TASK DIRECTIONS —
Below are some records; output exactly the lines from the line with "Each instance of the lanyard" to the line with "Each instance of the man in", both ends kept, and nothing more.

[Referring expression pointing data]
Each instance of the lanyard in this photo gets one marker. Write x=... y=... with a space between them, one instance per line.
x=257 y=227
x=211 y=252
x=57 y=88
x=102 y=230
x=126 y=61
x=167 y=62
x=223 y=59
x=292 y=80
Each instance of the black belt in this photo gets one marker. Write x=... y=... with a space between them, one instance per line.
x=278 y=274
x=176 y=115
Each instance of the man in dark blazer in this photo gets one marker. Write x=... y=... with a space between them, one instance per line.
==
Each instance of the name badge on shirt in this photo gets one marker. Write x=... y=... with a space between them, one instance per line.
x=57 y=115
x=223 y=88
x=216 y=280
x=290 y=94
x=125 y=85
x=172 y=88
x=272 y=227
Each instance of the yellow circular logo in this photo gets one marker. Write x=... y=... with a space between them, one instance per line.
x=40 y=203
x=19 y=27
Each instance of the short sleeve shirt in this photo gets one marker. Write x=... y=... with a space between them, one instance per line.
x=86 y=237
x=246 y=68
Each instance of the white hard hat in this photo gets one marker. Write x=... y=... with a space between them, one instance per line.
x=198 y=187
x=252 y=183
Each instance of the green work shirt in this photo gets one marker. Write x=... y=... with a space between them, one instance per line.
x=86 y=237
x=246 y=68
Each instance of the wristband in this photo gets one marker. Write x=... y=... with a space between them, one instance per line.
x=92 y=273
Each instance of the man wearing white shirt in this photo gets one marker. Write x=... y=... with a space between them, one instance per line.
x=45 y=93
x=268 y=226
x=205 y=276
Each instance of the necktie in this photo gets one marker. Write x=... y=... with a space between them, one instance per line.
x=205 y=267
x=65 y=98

YOUR SOLUTION —
Each instance of the lanyard in this photo gets one marker. Write x=... y=... with a space between them, one instance per line.
x=257 y=227
x=211 y=252
x=57 y=88
x=102 y=230
x=126 y=61
x=167 y=62
x=223 y=59
x=292 y=80
Each instance of the black belt in this photo gets one marker. Write x=... y=... with a space between them, one instance per line.
x=278 y=274
x=176 y=115
Each instance of the man in dark blazer in this photo gets one marker. Write x=... y=... with a space between them, one instance per line.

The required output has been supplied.